• INPUT DATA
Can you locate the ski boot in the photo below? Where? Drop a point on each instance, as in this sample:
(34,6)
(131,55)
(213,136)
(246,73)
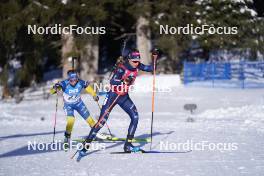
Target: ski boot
(84,152)
(101,136)
(129,148)
(66,142)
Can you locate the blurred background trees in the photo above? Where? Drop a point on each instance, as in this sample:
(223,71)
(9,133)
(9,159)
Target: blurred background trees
(137,22)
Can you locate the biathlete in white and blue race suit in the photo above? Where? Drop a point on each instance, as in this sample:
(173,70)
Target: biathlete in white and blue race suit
(122,79)
(72,88)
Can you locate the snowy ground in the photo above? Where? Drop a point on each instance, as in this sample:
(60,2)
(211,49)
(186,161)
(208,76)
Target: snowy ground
(223,116)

• WORK INSTRUCTIONS
Retype each entry exactly as it appears, excluding any image.

• OUTPUT FOR THIS EXERCISE
Can you locate the ski boot in the photo below? Where? Drop a point on each instance, as in this sample:
(34,6)
(131,55)
(213,136)
(246,73)
Target: ski boot
(84,152)
(101,136)
(129,148)
(66,142)
Can you locate the blurred background trees in the photo above? Where? Drop a point on each instance, as in this sample:
(223,71)
(9,133)
(9,159)
Target: blurred background trees
(137,22)
Can you locate the biathlete in white and blue race suit in the photo above? Where? Drop a point on each instance, as in this sample:
(173,70)
Target: biathlete in white and blue race suit
(122,79)
(72,88)
Can you locate the snowy ground in the photo above? Where? Drop a point on each instance, as in this sample:
(60,2)
(211,49)
(186,161)
(208,76)
Target: snowy ground
(223,116)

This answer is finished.